(WHAT IS BEING ASKED) Quote the records word for word, from the line containing "Spot the trail" through the line containing "[[453, 210]]", with both of those lines included. Leave the pictures out of your answer.
[Start of SUPPLIED DATA]
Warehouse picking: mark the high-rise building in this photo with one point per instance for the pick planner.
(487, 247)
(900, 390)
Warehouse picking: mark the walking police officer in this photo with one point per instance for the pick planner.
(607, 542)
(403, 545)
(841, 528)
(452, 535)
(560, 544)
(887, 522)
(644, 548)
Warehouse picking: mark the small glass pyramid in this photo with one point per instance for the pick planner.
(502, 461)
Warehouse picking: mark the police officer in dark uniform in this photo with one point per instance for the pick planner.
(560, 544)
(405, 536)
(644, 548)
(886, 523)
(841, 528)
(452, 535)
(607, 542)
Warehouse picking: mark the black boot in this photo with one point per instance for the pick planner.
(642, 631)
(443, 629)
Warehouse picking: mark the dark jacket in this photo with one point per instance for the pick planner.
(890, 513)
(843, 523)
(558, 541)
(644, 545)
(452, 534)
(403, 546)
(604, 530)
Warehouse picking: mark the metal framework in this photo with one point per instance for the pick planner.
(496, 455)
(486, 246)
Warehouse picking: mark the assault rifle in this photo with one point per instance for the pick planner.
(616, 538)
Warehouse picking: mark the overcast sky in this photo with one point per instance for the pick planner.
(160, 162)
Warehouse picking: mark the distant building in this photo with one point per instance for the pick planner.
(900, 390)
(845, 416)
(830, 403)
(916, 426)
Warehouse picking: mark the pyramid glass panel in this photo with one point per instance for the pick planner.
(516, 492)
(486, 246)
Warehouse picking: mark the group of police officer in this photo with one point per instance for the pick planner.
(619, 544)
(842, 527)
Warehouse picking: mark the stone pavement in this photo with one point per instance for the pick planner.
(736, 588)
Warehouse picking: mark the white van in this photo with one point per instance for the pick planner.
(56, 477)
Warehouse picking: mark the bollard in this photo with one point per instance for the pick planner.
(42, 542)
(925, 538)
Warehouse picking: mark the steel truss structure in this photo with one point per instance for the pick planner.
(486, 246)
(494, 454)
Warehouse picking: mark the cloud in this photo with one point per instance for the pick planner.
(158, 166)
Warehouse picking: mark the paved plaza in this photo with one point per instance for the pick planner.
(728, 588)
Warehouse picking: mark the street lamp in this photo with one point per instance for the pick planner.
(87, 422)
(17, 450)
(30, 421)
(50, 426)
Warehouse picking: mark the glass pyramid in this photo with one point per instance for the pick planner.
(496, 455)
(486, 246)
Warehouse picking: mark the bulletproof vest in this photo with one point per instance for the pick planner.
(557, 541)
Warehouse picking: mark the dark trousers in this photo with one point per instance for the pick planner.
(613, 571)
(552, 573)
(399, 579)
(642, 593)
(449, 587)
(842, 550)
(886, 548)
[End of SUPPLIED DATA]
[Start of SUPPLIED DATA]
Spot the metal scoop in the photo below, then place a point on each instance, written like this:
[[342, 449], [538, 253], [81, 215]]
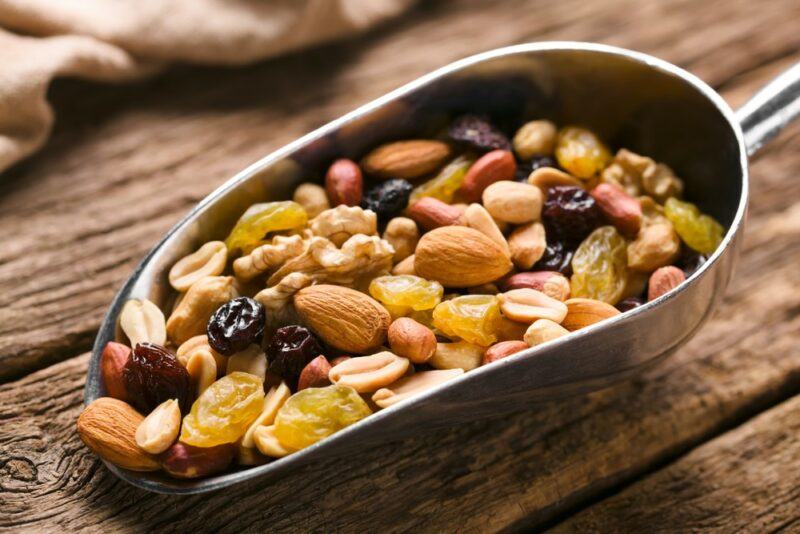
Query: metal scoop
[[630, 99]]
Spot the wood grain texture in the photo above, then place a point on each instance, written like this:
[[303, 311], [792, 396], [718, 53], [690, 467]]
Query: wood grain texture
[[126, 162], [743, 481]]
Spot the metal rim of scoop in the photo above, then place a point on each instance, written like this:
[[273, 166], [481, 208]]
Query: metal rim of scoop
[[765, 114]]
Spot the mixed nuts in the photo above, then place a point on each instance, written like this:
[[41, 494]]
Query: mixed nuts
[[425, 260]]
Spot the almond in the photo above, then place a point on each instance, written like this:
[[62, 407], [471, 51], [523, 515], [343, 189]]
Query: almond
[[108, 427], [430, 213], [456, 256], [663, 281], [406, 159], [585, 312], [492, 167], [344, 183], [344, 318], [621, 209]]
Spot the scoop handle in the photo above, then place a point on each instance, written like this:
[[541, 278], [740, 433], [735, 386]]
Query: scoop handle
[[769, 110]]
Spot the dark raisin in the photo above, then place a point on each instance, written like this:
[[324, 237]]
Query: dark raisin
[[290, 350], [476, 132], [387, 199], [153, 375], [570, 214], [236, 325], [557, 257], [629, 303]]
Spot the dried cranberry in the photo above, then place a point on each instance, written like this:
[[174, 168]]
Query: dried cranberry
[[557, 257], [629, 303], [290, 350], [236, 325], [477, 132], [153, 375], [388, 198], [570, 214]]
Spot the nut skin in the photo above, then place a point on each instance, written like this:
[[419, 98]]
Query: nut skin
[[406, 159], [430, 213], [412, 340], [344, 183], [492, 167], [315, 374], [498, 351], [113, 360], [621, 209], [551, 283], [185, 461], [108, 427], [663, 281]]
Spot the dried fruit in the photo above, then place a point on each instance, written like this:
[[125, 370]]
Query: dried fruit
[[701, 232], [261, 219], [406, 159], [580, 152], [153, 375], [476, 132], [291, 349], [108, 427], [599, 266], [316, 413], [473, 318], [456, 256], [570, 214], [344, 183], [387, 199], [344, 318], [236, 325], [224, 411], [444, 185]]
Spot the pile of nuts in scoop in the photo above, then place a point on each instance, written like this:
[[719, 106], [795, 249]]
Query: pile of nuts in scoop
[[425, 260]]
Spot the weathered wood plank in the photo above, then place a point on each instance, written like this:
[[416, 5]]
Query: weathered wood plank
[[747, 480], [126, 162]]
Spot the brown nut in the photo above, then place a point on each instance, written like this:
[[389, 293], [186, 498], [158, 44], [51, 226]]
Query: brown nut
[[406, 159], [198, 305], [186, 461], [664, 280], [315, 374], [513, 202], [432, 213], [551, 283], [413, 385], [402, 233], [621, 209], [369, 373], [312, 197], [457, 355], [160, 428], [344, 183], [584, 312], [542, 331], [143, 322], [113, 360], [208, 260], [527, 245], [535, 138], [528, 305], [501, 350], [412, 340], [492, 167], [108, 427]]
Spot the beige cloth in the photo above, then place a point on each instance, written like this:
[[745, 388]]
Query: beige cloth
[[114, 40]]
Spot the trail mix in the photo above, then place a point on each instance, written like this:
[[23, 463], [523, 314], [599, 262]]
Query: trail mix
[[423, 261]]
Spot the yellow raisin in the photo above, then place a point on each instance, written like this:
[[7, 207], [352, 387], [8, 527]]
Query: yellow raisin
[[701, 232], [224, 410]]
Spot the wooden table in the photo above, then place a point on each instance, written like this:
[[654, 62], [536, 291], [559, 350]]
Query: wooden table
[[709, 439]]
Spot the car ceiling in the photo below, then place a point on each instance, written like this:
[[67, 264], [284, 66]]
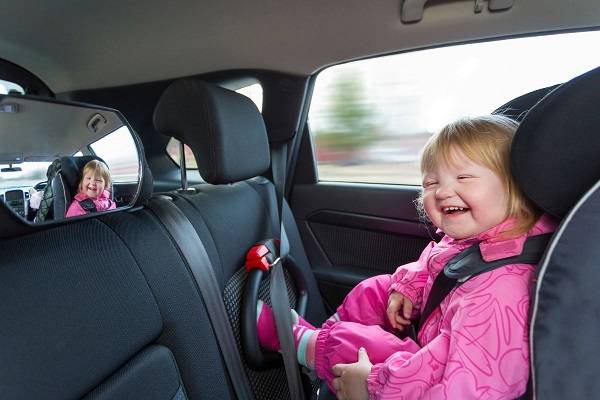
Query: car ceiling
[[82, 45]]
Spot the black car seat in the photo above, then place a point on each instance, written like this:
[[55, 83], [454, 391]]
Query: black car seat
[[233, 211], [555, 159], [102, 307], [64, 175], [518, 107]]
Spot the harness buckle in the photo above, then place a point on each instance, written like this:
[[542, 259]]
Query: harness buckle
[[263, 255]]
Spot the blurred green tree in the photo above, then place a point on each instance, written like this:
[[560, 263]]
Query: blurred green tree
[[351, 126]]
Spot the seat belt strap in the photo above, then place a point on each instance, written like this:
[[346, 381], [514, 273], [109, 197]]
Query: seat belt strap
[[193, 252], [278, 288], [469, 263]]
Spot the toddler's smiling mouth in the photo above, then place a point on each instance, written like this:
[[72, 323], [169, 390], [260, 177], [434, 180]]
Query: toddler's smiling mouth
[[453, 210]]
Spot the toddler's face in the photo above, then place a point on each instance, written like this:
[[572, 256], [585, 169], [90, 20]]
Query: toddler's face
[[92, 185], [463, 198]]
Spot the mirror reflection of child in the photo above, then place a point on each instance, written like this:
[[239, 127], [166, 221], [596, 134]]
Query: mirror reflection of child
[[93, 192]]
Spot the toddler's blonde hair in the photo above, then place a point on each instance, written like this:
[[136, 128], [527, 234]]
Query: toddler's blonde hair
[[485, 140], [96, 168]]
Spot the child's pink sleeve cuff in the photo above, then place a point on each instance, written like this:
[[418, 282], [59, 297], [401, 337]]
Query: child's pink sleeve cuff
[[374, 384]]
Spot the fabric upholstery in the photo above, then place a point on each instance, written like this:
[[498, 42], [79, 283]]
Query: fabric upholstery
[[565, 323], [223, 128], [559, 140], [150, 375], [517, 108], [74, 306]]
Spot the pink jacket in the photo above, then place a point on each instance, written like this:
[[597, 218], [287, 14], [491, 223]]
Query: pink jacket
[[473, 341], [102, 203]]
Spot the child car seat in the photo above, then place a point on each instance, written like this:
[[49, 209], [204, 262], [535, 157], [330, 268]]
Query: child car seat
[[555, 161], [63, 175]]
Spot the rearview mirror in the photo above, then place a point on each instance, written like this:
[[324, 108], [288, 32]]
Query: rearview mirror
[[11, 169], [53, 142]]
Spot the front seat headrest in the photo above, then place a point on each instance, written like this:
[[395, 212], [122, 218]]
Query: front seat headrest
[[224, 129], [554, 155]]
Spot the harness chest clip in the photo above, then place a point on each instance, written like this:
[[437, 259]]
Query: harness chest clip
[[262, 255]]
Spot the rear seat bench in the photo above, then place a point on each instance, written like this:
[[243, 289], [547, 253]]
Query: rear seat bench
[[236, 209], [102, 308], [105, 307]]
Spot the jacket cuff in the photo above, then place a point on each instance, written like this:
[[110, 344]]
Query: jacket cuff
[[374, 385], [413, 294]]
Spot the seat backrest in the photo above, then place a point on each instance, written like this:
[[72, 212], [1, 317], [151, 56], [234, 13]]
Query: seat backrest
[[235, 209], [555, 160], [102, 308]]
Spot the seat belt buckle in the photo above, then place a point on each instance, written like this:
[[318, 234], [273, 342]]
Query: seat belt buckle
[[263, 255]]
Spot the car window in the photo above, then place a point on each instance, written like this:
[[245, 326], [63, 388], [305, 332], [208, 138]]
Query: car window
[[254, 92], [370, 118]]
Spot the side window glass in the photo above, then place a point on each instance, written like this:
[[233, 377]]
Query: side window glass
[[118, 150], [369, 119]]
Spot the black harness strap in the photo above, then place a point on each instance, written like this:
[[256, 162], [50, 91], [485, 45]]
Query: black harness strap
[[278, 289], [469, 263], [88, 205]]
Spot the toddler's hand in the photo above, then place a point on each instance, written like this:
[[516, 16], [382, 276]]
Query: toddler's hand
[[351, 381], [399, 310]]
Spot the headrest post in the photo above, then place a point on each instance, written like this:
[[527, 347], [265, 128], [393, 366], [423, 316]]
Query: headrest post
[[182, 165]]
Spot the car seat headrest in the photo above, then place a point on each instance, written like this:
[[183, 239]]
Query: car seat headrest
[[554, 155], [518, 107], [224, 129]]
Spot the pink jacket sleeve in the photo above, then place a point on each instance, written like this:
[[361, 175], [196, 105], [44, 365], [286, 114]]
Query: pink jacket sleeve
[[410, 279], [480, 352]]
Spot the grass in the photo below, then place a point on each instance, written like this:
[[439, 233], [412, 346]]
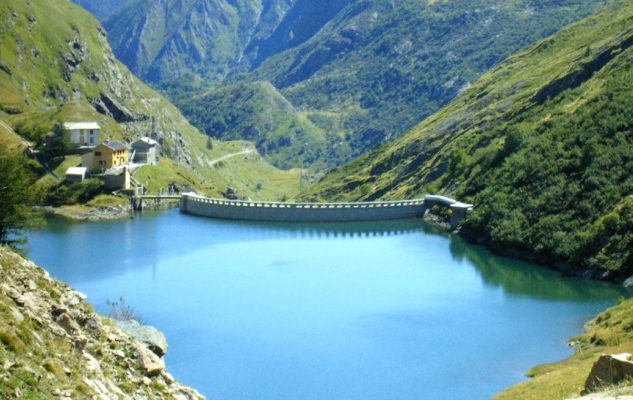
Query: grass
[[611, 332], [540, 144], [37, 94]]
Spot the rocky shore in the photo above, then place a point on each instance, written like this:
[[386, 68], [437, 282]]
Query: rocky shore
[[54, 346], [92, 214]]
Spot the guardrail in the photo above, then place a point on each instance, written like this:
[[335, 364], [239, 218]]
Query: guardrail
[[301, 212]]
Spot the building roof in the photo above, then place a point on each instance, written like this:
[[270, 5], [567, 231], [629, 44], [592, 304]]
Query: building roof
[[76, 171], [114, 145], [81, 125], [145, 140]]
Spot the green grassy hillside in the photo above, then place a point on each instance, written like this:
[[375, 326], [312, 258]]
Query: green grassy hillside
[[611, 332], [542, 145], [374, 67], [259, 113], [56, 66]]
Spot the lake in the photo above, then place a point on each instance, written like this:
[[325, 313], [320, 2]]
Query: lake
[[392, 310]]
[End of SUPPLIED DATA]
(OUTPUT BELOW)
Spot the trail mix in the photo above, then place a point on each instance, written like this:
[[23, 463], [523, 314], [599, 262]]
Query: trail mix
[[423, 261]]
Spot the yellow raisin in the photo above, then place a point on each instance, written like this:
[[7, 207], [352, 387], [8, 527]]
Query: yellow raisin
[[701, 232], [224, 410]]
Spot the wooden table in the photo above, then place a point on each instance, written like this:
[[654, 62], [536, 291], [559, 350]]
Query: wooden table
[[709, 439]]
Spot the car ceiling in the photo below, then place a point on each instance, written like this:
[[67, 264], [284, 66]]
Query: car ceiling
[[82, 45]]
Spot the black car seat in the photo above, then place a point on each instance, written like this:
[[55, 83], [454, 391]]
Query: black car seat
[[233, 211], [555, 159], [102, 307], [64, 175], [518, 107]]
Spot the harness buckle in the photo above, then place a point on each instance, written like this:
[[542, 259]]
Query: harness buckle
[[263, 255]]
Spot the blurred green tree in the photo above, then place a point on each instance, written like this:
[[560, 263]]
Query: blurred green tree
[[351, 126]]
Spot the seat belt strap in the photo above, then place a point on each instance, written like this:
[[346, 381], [514, 273], [109, 197]]
Query: seat belt strap
[[193, 252], [278, 288], [469, 263]]
Spot the toddler's smiling mouth in the photo above, then place a point on each instance, written like this:
[[72, 323], [169, 390], [260, 177], [434, 180]]
Query: toddler's smiling mouth
[[453, 210]]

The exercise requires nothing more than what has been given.